**EXERCISE GOAL**: Nothing but the lines from the one containing "Exercise. Point to the lizard head" through the end of the entries below should be set down, each exactly as written.
---------- MATERIAL FOR THIS TASK ----------
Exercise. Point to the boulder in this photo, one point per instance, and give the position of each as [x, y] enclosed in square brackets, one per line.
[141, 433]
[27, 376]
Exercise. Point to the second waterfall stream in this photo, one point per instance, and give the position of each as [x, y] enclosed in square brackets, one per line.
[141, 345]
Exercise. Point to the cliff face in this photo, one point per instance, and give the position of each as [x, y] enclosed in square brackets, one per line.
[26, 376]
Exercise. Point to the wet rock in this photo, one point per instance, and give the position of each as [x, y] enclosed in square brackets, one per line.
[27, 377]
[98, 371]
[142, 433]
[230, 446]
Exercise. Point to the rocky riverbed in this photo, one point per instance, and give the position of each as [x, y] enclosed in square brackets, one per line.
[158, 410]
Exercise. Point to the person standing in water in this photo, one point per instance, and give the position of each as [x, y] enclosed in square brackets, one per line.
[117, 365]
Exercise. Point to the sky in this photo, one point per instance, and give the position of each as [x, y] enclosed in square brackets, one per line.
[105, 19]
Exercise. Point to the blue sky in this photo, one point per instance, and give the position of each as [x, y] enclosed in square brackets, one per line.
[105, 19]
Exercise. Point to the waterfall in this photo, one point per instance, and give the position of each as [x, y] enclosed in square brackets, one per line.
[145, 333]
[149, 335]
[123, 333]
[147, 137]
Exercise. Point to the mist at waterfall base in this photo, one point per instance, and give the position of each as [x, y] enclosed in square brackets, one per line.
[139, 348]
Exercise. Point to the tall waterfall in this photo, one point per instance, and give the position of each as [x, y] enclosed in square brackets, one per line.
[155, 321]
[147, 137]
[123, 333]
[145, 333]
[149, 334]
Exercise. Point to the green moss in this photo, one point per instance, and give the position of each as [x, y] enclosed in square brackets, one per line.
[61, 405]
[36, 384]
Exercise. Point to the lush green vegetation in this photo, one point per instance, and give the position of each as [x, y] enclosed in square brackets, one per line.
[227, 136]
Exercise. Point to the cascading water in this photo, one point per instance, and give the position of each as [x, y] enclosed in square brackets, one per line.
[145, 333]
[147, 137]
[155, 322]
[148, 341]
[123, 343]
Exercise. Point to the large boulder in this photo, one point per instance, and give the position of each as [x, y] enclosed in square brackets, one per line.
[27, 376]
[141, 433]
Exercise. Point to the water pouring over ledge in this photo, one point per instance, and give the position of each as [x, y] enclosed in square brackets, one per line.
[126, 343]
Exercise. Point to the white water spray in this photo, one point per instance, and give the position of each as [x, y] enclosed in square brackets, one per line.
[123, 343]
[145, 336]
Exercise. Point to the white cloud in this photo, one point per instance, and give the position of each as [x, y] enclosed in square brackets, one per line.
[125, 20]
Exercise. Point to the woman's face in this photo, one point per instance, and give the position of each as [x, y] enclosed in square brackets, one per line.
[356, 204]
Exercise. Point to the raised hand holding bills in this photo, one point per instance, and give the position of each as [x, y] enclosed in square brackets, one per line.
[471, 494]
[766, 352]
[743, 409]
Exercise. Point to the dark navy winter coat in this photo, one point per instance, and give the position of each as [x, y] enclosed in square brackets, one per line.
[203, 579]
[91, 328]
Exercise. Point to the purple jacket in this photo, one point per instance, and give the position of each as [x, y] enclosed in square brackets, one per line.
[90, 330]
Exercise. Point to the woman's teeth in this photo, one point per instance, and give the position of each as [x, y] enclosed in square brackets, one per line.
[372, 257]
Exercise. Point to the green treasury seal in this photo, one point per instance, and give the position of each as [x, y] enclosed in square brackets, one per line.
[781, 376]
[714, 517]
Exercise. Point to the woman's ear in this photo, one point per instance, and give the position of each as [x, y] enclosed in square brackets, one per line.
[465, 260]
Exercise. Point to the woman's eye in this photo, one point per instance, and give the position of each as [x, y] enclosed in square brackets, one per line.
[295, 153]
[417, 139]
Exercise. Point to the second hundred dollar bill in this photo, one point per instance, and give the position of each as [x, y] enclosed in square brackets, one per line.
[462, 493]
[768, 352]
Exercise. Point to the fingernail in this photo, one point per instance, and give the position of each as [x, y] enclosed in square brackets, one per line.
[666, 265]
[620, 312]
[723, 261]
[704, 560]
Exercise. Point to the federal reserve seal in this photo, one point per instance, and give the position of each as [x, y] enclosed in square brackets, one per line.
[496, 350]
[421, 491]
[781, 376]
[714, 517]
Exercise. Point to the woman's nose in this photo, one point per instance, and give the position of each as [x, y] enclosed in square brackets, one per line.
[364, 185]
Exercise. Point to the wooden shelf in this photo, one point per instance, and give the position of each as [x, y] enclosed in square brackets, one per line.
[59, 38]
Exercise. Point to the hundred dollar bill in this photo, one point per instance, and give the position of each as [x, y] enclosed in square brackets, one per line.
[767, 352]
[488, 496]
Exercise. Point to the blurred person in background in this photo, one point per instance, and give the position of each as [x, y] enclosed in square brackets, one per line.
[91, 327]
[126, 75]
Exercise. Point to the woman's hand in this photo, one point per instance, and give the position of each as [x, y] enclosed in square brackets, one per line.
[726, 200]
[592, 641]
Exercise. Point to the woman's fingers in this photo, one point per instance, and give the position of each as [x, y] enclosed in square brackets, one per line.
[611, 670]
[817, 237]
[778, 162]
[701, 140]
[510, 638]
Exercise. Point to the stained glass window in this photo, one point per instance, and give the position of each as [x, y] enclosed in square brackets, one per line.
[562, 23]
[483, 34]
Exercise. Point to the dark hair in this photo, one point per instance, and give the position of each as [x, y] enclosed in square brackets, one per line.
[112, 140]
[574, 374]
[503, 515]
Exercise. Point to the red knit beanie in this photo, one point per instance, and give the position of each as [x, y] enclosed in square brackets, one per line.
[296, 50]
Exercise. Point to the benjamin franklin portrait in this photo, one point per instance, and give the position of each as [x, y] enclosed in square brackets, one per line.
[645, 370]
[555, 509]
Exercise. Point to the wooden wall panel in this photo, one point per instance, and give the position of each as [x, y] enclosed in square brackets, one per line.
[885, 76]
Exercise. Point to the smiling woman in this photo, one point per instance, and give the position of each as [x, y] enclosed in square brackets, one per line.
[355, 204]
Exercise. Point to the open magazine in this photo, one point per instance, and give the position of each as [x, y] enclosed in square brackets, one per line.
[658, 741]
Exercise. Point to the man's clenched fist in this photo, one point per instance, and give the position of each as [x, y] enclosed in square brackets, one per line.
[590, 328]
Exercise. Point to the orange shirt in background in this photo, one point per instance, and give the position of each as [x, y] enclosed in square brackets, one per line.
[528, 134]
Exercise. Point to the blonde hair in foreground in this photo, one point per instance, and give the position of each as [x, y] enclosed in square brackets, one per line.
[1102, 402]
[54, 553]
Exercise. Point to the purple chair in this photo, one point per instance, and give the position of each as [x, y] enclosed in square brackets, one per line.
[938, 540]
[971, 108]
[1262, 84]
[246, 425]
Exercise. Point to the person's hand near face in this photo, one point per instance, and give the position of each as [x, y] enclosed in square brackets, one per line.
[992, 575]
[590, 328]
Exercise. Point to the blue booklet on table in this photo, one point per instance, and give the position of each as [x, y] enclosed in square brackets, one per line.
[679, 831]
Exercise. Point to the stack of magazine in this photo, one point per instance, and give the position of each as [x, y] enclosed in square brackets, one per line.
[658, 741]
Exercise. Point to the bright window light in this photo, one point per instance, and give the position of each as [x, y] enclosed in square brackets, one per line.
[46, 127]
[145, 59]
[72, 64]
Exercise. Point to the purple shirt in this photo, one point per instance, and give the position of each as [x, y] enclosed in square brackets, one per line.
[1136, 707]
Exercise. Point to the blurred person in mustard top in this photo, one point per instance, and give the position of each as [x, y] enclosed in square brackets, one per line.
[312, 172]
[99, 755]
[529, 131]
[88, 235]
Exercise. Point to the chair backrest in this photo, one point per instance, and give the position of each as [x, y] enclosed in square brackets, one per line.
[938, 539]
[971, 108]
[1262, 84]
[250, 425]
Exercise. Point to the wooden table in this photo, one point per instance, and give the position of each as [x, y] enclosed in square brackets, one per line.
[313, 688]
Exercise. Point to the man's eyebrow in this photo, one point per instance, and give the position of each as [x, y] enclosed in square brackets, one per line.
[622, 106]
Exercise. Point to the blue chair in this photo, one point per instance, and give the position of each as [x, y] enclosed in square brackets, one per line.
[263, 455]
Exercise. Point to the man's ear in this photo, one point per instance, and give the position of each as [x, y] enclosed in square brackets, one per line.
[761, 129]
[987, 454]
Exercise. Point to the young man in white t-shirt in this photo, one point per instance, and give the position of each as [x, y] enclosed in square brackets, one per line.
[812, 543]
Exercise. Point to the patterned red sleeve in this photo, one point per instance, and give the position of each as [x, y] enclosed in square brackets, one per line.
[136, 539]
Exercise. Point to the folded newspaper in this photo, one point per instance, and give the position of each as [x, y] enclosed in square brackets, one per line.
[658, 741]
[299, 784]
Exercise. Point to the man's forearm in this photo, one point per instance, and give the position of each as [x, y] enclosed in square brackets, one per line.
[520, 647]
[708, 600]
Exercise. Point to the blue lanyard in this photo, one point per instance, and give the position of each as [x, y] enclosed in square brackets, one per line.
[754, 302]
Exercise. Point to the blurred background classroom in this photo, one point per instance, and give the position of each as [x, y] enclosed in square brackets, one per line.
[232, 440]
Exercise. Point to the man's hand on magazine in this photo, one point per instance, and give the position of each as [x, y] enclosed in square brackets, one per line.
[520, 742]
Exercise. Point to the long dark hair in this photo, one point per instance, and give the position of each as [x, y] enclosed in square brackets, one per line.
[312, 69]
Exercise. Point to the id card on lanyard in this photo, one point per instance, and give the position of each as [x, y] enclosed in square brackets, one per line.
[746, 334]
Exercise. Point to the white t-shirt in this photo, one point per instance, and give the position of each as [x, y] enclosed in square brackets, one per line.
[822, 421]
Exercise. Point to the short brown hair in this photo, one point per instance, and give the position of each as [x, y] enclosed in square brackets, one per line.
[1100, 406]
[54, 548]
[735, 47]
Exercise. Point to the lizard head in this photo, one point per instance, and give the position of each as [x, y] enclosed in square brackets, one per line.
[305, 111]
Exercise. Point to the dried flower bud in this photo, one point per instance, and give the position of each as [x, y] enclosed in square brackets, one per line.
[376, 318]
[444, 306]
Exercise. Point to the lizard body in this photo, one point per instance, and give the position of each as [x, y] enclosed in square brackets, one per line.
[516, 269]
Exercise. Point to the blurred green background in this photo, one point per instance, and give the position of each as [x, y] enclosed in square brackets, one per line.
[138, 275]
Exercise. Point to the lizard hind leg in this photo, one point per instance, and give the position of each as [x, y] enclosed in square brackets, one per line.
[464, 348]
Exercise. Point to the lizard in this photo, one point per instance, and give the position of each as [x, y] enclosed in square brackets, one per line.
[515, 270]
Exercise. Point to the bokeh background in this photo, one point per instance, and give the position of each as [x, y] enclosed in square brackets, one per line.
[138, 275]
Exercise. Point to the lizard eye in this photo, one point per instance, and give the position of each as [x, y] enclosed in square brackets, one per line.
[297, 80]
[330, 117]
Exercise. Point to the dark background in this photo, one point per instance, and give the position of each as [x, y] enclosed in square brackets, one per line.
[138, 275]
----------
**SOLUTION**:
Exercise. Point to the lizard head in this photo, one point per instance, and give the position of each as [x, y] enclosed in square brackets, one per line.
[305, 111]
Exercise. Point to the dried flower bud in this photo, one point per instance, and give the position of each as [x, y] enclosed in square brackets, one per line.
[376, 318]
[444, 306]
Exercise. Point to the lizard body in this photo, one point per instance, and give the position of each as [x, y] enclosed in square brackets, one per line.
[516, 269]
Exercise. Point to the blurred green background in this photo, one point per instance, and give the position of each as [x, y] enclosed in square brackets, one per line.
[138, 275]
Exercise. Point to the lizard hind leg in this photo, one point per instance, and give the position of each as [x, y] enclosed in square brackets, one per line.
[464, 348]
Exercise. Point to the lizard in this photo, one point per instance, and give the position of each as [x, y] enclosed in square brackets, one per line.
[515, 270]
Exercise. Point to the bokeh background in this photo, one point per instance, and give the position of each as [x, y] enclosed in square brackets, one per line.
[138, 275]
Exercise. Point to the lizard eye in this photo, one point per instance, and give the position of each as [x, y] enclosed in square brackets, one per line.
[297, 80]
[330, 117]
Exercise. Point to the dark background in this photo, one point per instance, and give the position of each as [x, y] enclosed in square brackets, one per line.
[138, 275]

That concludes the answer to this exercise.